ACTION ITEM:
Each entry should be duplicated exactly, with no line missing.

Point localization data:
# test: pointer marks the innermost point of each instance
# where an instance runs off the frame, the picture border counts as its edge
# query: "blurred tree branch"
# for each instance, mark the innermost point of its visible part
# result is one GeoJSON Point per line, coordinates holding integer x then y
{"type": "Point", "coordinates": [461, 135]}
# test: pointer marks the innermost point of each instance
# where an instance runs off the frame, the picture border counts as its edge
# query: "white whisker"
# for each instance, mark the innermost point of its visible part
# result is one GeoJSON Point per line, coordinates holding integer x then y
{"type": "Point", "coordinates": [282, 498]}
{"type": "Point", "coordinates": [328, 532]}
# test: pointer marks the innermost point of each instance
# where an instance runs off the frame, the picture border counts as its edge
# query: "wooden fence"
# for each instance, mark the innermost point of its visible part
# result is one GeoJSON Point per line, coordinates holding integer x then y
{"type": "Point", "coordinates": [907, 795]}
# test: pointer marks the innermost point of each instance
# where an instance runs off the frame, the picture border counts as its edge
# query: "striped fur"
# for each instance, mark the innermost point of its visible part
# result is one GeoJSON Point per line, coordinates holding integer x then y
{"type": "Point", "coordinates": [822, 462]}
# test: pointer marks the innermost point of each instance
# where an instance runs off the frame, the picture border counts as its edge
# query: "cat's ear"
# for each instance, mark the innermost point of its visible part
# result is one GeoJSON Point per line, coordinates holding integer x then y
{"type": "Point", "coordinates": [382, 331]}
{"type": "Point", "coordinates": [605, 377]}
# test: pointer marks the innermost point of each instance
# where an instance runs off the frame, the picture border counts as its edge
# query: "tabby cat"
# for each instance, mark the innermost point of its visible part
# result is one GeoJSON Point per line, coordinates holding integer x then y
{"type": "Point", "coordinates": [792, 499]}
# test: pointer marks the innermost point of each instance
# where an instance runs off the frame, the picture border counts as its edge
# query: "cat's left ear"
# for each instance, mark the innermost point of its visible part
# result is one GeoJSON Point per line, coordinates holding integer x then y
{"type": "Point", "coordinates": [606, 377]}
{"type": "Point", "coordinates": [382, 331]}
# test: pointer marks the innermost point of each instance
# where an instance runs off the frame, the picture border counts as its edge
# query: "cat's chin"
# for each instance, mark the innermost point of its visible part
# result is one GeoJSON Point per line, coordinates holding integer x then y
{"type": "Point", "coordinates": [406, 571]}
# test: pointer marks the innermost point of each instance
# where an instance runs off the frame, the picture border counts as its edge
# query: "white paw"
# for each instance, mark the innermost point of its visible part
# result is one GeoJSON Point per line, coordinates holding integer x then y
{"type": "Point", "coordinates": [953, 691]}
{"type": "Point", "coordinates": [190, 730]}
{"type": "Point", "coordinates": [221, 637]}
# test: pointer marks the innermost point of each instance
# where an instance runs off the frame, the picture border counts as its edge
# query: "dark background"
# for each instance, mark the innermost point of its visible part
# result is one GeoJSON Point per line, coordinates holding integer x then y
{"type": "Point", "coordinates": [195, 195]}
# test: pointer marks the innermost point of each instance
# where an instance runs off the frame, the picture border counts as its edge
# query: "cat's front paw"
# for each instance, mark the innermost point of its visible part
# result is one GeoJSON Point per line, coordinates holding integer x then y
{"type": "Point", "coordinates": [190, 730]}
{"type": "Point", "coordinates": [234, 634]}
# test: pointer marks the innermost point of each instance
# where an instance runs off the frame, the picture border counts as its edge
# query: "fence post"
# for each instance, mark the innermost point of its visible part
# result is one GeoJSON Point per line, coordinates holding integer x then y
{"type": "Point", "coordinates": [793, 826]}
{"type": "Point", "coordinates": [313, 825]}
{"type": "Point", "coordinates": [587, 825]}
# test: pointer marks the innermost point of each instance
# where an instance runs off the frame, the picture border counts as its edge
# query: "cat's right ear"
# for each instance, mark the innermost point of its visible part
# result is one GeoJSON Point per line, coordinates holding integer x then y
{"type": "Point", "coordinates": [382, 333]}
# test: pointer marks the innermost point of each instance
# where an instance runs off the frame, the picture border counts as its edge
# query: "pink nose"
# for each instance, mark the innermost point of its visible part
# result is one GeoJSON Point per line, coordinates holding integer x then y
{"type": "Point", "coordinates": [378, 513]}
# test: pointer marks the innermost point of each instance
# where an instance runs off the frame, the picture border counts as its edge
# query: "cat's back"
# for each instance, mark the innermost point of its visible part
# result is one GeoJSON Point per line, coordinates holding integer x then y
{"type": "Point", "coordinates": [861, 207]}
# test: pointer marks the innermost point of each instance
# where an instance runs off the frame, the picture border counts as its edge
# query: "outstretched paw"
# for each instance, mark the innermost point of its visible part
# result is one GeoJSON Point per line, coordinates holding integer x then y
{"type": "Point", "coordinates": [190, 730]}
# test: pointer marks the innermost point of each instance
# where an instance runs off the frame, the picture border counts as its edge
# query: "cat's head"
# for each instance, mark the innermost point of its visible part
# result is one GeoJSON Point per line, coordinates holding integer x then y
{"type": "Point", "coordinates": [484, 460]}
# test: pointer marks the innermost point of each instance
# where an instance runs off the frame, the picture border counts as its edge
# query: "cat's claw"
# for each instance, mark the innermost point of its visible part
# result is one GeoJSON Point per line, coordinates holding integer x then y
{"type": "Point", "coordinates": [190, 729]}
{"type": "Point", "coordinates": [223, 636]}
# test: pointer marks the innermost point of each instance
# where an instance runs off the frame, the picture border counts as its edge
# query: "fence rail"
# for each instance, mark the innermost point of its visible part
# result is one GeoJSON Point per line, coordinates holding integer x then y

RESPONSE:
# test: pointer marks the innermost point of each instance
# where an instance runs off the frame, the picture border counts as its edge
# query: "blurred tree branch"
# for each instance, mark the innermost point of its visible part
# result is one GeoJSON Point per line, coordinates holding integer x then y
{"type": "Point", "coordinates": [461, 135]}
# test: pointer marks the innermost point of each instance
# where an instance runs off the frame, the picture border counts as its edge
# query: "white whisker"
# for each instance, mark the innermost point of its visible part
# result is one GeoJSON Point per line, coordinates holding integer x then y
{"type": "Point", "coordinates": [282, 498]}
{"type": "Point", "coordinates": [328, 532]}
# test: pointer marks the innermost point of each instance
# where an instance runs off the frame, the picture border counts as its edge
# query: "wooden fence"
# for each instance, mark the innermost point of its visible part
# result is one GeoJSON Point per line, coordinates holding integer x then y
{"type": "Point", "coordinates": [907, 795]}
# test: pointer marks the innermost point of each instance
# where an instance runs off the frame, the picture border counts as its edge
# query: "striped fur"
# for each instance, mark the innermost point of its visible part
# result is one GeoJSON Point per line, coordinates holding integer x then y
{"type": "Point", "coordinates": [822, 462]}
# test: pointer marks the innermost point of each instance
# where an instance runs off the frame, the picture border counts as its edge
# query: "cat's ear"
# for each instance, mark the innermost point of its visible part
# result is one GeoJSON Point per line, coordinates holding integer x then y
{"type": "Point", "coordinates": [382, 331]}
{"type": "Point", "coordinates": [605, 377]}
# test: pointer marks the innermost point of each instance
# where an instance runs off the frame, the picture border counts as its edge
# query: "tabby cat"
# for each instance, mark the innermost point of its visible part
# result is one GeoJSON Point per line, coordinates holding integer x then y
{"type": "Point", "coordinates": [792, 499]}
# test: pointer marks the innermost point of each instance
# where an instance runs off the frame, the picture border counts as its edge
# query: "cat's left ear"
# for each instance, mark the innermost point of its visible part
# result is one GeoJSON Point per line, coordinates holding integer x then y
{"type": "Point", "coordinates": [606, 377]}
{"type": "Point", "coordinates": [382, 331]}
# test: pointer marks the innermost point of each instance
# where an instance runs off the frame, the picture border counts as its edge
# query: "cat's chin"
# for each instance, mark the innermost point of its visible part
# result is one GeoJSON Point per line, coordinates holding integer x then y
{"type": "Point", "coordinates": [406, 571]}
# test: pointer marks the innermost point of each instance
# where an instance runs off the frame, the picture border counts as its edge
# query: "white paw"
# for each instance, mark the innermost point of its visible part
# result is one GeoJSON Point per line, coordinates holding integer x then y
{"type": "Point", "coordinates": [953, 691]}
{"type": "Point", "coordinates": [190, 730]}
{"type": "Point", "coordinates": [221, 637]}
# test: pointer marks the innermost point of each instance
# where an instance runs off the frame, the picture border counts as its edge
# query: "dark background"
# for each instance, mark the innermost point of its visible part
# result is one GeoJSON Point per line, coordinates holding integer x then y
{"type": "Point", "coordinates": [195, 195]}
# test: pointer marks the innermost point of each instance
# where an instance runs off the frame, the picture border counts as its edge
# query: "cat's front paw"
# for each instance, mark the innermost point of its visible part
# result is one GeoJSON Point per line, coordinates holding integer x then y
{"type": "Point", "coordinates": [190, 730]}
{"type": "Point", "coordinates": [234, 634]}
# test: pointer marks the innermost point of each instance
# where an instance runs off the frame, the picture border counts as its edge
# query: "fence post"
# for each instance, mark the innermost point of its visible part
# result is one GeoJSON Point per line, coordinates holding integer x then y
{"type": "Point", "coordinates": [793, 826]}
{"type": "Point", "coordinates": [313, 825]}
{"type": "Point", "coordinates": [587, 825]}
# test: pointer marks the innermost point of each instance
# where an instance runs off the frame, the picture border counts as its edge
# query: "cat's right ear"
# for each instance, mark the innermost point of its visible part
# result is one GeoJSON Point per line, coordinates holding integer x then y
{"type": "Point", "coordinates": [382, 333]}
# test: pointer marks the innermost point of each instance
# where an instance runs off the frame, the picture border counts as its edge
# query: "pink nose"
# for each instance, mark the innermost point of its visible part
# result is one GeoJSON Point per line, coordinates holding integer x then y
{"type": "Point", "coordinates": [378, 513]}
# test: pointer marks the innermost point of each instance
# where an instance runs off the frame, the picture border counts as its edge
# query: "cat's back"
# for each instance, mark the innermost point of its visible part
# result is one GeoJSON Point per line, coordinates holding integer x then y
{"type": "Point", "coordinates": [861, 207]}
# test: pointer marks the innermost point of each instance
# where an instance runs off the frame, the picture border counts as its edge
# query: "outstretched paw"
# for each instance, mark the innermost point of its visible part
# result is one GeoJSON Point per line, coordinates holding integer x then y
{"type": "Point", "coordinates": [190, 730]}
# test: pointer marks the innermost point of each instance
# where an instance runs off the frame, the picture border counts as its edge
# query: "cat's head"
# for each instance, mark the innermost point of its visible part
# result is one GeoJSON Point per line, coordinates holding integer x then y
{"type": "Point", "coordinates": [484, 460]}
# test: pointer marks the innermost point of each instance
# where an instance runs off the frame, the picture border counts as its edge
# query: "cat's claw"
# for each instance, mark the innermost point of its visible part
# result is one GeoJSON Point per line, coordinates holding integer x then y
{"type": "Point", "coordinates": [190, 729]}
{"type": "Point", "coordinates": [223, 636]}
# test: pointer marks the innermost point of each instance
# where an instance runs off the frame, the picture border counts as its edge
# query: "fence rail"
# for each instance, mark the innermost point of its visible part
# result is one GeoJSON Point per line, coordinates holding integer x then y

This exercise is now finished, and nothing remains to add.